» EXERCISE DETAILS:
Replace every "instance" with "occurrence" in the lines of the items below, changing nothing else, and leave the pictures out of your answer.

» Point labeling data based on photos:

>> START

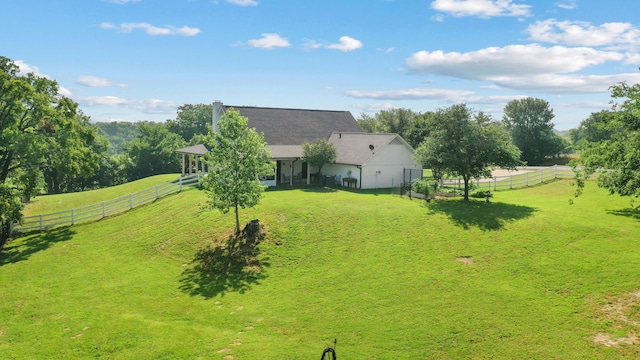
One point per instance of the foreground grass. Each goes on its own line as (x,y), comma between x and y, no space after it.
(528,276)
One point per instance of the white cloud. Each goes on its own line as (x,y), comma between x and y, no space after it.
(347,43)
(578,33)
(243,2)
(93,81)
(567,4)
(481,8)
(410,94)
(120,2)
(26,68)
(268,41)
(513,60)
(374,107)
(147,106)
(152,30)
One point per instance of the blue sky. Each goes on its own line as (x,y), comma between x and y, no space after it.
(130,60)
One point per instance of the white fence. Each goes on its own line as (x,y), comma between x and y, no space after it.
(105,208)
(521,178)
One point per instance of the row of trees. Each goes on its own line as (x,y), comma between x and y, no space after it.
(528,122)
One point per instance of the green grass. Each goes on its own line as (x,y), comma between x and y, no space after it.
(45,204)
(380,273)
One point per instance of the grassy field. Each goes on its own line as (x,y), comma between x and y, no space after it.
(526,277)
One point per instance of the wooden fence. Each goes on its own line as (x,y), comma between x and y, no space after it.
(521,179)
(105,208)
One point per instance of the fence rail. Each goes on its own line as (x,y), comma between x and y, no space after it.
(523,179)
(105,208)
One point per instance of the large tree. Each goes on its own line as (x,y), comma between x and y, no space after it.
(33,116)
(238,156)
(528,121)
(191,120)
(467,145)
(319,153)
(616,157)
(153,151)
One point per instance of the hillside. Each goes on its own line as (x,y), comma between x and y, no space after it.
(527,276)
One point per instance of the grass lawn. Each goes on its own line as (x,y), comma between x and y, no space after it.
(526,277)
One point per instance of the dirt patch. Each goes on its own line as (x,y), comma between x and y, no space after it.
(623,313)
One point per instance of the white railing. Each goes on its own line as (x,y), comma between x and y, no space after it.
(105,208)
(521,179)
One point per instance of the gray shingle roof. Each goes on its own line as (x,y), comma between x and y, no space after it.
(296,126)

>> END

» RESPONSE TO THE TASK:
One point per occurrence of the foreground grass. Each goes on its own line as (x,y), comma between x and y, no space after it.
(528,276)
One point per occurrence of the white cloud. Each goes on its own line as (x,y), comma between x and y, no space after it.
(347,43)
(578,33)
(243,2)
(93,81)
(567,4)
(481,8)
(410,94)
(120,2)
(26,68)
(268,41)
(513,60)
(374,107)
(147,106)
(152,30)
One point per occurrence of the blue sky. Each goes on its own line as (x,y), comma between x and y, no space after it.
(130,60)
One point per occurrence of the white fence. Each goes on its own line as (x,y), comma between x and y, no space after it.
(105,208)
(521,178)
One point per occurrence of the row of trees. Each goes on its own line as (x,y), comma between x and y, no space after it.
(528,122)
One point per occurrence of the green grass. Each goes on its own line as (x,y), comma between x and y, no space after it.
(45,204)
(380,273)
One point per occurrence of the grassy field. Each goes on its own line as (x,y), comma between x and y, no space after it.
(526,277)
One point per occurrence of the wooden fence. Each goes on its own line as (x,y), comma between x and y, no space after it.
(521,179)
(105,208)
One point per occurrence of the fence rail. Each goes on its own line as (x,y), comma between x and y, no space after it.
(523,179)
(105,208)
One point per occurrence of the large tree. Each goes on its own line as (x,y), comma between x and y, no space after it.
(33,116)
(238,156)
(528,121)
(191,120)
(467,145)
(319,153)
(616,157)
(153,151)
One point per occurrence of the hillside. Each goes on its own line as (x,y), comma between x and y, no space after it.
(527,276)
One point per occurrence of the grass lawn. Each goes on its own line as (x,y), comma between x and y, no space after it.
(526,277)
One point per occurrence of the dirt patch. Each goes on its own line as (x,y), comma between x and y, no space after it.
(623,313)
One point per occurrence of the white railing. Each goes on its own line as (x,y), comma between x and y, no space after it.
(105,208)
(521,179)
One point per occurrence of the gray shingle roof. Each goes on its own line as (x,y), comma between x and y, no space after it.
(296,126)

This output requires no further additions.